#### Text to read ####

Yes, I do “sort of wonder seriously”. I wonder very much in fact. I’m a wonderful person. I have meticulously thought about and carefully considered and re-considered every single word that I wrote in this thread. And I would write it again, word for word, next week if I feel there is a valid reason to do. I don’t take back a single word of what I said during the whole course of this thread. 
I wonder (you see that I do?): would you ask the same question to Mr. Kury? “Dan, would you consider not releasing any more of your dreadful mock-ups? Some people find them quite hurtful and offensive.” Would you?

_


----------



## germancomponist

Frederick ?


----------



## synergy543

re-peat @ Sat Aug 01 said:


> Excuse me, but when did I ever call Mr. Kury _disgusting names_? Point me to the spot and I’ll apologize at once._


On this same page, in your post above, you refer to him as "Mr. Kurdy": 



re-peat @ Sat Aug 01 said:


> If Mr Kurdy feels hurt, then let him say so himself


His name is "Dan Kury"; not "Kurdy"

#### Supplied information ####

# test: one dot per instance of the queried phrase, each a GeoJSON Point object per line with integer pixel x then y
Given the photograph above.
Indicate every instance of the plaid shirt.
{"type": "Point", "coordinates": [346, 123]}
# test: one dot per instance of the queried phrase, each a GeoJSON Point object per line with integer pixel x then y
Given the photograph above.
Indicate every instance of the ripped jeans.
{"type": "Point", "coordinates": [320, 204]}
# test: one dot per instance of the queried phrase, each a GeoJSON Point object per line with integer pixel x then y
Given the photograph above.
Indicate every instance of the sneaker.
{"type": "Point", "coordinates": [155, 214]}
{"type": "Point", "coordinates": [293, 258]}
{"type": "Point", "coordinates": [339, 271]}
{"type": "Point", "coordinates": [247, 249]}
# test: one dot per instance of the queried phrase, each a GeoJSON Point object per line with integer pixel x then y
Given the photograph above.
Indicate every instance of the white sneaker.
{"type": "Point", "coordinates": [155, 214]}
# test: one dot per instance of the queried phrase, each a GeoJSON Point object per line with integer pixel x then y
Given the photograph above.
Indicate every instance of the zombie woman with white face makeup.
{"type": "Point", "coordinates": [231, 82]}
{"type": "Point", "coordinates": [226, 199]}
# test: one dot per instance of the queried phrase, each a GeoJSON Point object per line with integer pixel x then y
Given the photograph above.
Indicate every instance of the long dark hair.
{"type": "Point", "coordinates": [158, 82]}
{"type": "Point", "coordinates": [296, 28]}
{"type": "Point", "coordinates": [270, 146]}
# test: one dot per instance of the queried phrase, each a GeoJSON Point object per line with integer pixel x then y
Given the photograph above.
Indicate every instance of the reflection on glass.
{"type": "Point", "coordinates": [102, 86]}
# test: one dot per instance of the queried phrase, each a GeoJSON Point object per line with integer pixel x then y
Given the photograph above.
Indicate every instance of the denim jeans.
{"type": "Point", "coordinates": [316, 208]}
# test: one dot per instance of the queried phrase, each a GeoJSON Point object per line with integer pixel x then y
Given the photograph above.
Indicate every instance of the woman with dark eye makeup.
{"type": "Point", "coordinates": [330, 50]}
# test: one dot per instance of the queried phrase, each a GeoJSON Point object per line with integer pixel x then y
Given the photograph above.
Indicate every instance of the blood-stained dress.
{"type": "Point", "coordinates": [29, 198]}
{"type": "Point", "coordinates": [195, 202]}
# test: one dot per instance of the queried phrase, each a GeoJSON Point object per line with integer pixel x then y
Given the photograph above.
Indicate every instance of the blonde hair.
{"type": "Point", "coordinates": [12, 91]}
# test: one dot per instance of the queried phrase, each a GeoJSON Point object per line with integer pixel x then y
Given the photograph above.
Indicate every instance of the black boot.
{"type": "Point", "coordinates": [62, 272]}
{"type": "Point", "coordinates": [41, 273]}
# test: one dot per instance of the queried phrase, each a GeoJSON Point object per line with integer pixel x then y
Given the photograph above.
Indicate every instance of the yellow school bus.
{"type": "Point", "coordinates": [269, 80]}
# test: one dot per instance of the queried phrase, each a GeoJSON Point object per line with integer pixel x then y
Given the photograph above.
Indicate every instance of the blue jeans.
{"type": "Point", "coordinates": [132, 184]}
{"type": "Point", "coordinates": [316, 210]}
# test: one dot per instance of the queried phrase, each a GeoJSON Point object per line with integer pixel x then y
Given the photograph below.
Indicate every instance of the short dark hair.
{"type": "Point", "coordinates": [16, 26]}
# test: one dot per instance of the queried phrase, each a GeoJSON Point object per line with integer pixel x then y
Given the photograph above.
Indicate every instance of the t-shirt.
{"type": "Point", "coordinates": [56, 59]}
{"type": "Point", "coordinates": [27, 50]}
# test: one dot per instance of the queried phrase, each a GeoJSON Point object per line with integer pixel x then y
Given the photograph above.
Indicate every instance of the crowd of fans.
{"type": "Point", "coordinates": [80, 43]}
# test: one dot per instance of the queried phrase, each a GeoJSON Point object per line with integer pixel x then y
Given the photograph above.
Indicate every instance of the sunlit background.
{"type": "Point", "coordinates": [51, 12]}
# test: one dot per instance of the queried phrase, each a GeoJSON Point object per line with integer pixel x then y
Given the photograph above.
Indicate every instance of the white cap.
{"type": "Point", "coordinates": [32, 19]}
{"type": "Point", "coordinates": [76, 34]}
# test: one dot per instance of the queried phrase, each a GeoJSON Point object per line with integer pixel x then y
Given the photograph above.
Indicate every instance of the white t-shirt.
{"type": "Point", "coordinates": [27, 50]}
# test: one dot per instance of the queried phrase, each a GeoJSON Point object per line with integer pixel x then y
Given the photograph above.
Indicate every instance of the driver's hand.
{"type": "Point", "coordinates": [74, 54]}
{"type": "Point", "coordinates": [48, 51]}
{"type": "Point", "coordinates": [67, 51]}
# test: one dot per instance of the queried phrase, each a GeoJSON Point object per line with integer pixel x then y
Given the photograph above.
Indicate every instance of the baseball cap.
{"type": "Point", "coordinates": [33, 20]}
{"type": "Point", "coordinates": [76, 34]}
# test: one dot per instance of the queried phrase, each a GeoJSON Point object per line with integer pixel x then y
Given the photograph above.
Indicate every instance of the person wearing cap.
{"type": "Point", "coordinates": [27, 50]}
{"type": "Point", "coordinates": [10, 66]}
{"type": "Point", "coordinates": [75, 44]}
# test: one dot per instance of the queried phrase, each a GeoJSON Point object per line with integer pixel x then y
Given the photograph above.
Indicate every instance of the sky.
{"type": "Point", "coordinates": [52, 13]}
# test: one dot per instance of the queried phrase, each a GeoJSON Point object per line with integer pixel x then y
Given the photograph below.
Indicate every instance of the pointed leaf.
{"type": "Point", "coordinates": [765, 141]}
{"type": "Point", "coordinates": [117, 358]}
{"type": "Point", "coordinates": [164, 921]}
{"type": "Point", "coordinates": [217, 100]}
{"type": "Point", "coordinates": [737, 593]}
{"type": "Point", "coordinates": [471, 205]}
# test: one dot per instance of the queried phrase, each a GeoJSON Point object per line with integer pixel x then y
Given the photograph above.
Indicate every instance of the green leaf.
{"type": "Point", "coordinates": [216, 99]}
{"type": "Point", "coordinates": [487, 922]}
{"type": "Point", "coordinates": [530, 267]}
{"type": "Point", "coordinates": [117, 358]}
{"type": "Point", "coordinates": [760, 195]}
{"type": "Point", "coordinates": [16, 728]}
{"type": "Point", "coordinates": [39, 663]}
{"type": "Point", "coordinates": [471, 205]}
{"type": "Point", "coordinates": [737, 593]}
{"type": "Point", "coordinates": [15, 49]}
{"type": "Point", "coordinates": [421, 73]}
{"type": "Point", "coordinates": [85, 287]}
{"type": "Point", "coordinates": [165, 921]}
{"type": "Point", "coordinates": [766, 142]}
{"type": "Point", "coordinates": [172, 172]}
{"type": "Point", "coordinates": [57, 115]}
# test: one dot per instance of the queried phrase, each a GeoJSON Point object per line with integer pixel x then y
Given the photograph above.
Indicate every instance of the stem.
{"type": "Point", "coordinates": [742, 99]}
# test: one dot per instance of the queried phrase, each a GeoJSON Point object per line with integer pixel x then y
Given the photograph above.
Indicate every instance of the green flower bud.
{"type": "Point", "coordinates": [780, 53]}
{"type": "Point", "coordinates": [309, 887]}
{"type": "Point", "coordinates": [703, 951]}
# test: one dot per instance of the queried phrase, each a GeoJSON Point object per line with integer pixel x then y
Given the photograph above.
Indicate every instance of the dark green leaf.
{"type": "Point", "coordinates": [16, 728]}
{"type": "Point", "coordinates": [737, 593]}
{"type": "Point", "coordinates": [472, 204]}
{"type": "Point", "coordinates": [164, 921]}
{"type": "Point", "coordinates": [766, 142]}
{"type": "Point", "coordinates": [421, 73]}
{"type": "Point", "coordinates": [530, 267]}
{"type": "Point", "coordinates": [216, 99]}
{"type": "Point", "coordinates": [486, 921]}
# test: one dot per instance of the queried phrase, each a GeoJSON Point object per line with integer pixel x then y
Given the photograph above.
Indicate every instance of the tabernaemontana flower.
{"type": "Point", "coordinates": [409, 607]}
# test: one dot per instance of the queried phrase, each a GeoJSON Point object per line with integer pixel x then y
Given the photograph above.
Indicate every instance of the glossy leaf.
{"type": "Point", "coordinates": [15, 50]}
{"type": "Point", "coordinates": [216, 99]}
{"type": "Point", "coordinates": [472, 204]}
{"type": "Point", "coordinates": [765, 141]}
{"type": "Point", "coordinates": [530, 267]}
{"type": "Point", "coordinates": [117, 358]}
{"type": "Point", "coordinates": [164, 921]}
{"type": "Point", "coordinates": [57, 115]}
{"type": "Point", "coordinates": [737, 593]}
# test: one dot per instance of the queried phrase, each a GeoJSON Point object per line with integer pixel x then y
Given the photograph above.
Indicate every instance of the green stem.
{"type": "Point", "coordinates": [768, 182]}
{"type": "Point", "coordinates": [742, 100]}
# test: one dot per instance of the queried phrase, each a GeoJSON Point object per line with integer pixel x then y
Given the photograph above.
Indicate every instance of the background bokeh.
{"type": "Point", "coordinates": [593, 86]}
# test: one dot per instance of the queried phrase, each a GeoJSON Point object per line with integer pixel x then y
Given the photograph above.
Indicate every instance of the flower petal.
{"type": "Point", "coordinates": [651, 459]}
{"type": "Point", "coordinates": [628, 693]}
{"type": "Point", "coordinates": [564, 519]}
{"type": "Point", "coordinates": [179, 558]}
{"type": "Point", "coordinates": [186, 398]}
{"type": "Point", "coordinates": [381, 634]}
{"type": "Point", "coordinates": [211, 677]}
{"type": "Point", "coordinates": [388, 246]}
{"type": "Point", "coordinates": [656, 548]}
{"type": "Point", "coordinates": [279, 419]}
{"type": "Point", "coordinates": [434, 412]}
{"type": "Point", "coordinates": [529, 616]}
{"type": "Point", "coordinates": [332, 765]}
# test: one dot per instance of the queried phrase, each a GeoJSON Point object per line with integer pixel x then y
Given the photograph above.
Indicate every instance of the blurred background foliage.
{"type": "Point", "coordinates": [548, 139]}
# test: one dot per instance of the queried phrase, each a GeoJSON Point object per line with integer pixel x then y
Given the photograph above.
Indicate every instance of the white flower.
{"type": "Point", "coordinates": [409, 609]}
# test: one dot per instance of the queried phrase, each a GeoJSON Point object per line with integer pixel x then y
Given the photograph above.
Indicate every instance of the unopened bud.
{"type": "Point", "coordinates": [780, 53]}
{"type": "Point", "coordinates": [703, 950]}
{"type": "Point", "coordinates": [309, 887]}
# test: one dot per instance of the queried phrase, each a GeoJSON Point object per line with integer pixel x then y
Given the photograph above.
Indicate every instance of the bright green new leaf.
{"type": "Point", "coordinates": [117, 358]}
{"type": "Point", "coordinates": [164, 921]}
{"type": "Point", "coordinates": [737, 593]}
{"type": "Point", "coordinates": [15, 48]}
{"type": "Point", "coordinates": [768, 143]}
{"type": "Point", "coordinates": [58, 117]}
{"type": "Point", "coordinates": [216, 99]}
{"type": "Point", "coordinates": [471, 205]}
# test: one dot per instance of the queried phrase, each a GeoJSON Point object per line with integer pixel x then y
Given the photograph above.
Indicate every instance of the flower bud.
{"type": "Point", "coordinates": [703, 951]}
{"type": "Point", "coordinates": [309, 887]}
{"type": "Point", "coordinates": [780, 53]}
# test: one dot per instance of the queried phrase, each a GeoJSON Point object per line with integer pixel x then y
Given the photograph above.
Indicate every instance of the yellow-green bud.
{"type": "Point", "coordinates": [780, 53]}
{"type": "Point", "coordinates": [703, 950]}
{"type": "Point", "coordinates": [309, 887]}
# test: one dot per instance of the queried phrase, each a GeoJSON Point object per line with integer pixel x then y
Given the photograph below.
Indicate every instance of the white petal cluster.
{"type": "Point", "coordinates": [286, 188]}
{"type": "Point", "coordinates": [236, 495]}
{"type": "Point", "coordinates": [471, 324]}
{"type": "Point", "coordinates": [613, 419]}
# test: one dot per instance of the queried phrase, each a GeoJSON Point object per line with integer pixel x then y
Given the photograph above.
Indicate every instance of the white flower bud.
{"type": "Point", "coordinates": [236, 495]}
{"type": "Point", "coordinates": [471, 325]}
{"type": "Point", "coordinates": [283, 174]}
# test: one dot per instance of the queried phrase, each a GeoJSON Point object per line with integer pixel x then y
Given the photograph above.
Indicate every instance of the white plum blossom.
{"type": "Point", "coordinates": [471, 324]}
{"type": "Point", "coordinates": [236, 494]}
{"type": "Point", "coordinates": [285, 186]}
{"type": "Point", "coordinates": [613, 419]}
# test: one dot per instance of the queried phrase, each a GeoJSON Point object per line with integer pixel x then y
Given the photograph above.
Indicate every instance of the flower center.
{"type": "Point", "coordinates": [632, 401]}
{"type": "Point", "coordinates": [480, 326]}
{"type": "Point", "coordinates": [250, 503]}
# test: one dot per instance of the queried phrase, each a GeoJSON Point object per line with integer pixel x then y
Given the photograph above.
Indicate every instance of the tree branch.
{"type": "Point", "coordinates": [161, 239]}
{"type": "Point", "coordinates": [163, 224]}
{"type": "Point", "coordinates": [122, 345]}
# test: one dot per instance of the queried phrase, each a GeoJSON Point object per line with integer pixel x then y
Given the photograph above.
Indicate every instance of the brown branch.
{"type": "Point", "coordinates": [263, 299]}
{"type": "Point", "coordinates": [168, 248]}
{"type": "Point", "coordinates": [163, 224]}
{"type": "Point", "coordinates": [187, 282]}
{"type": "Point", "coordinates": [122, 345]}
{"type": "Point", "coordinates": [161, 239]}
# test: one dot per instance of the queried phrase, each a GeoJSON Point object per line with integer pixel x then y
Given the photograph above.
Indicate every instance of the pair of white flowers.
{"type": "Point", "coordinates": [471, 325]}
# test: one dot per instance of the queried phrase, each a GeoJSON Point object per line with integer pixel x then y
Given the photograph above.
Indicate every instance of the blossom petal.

####

### [Directions]
1. List each line of the listing that contains the word "white", treating uppercase and lowercase as distinct.
2. Write what comes next in the forum thread, beginning immediately after its final line.
The listing bears no relation to the forum thread.

### [Answers for this exercise]
1.
Indicate every instance of the white sneaker.
Indicate every instance of the zombie woman with white face makeup.
Indicate every instance of the white cap.
Indicate every instance of the white t-shirt.
Indicate every instance of the white flower.
Indicate every instance of the white petal cluster.
Indicate every instance of the white flower bud.
Indicate every instance of the white plum blossom.
Indicate every instance of the pair of white flowers.

2.
Must 'a been a Freudian slip? Although, if you don't "get it" by now, you're missin a lot more than that. I clearly misjudged your position. It seems you bristle at the slightest criticism of yourself but have no mercy denouncing others. And who are you to judge and decree what others do with their work? That they should keep mockups hidden in shame in their own studios is patently absurd! Its when your "Nazi" like attitudes such as that arise, others will be sure to comment.

I feel for you man, clearly there is something wrong - a character flaw you cannot see, you cannot correct. 

Quite sad for an otherwise talented person.


----------



## artsoundz

Piet is doing just fine. There isnt anything more wrong with the guy than the rest of us and ,frankly. I wish I were as together as he seems to be.

And I thought the dead composers rising from their graves to take away computers comment was very.very,funny. Huge.: )

It's just NOT personal-why doesnt anyone get that? There were things said subsequent to his post-advocating violence for one that were really truly disturbing yet no one caught that. weird. Alex- so far and above worse than anything said here. So deeply personal and destructive.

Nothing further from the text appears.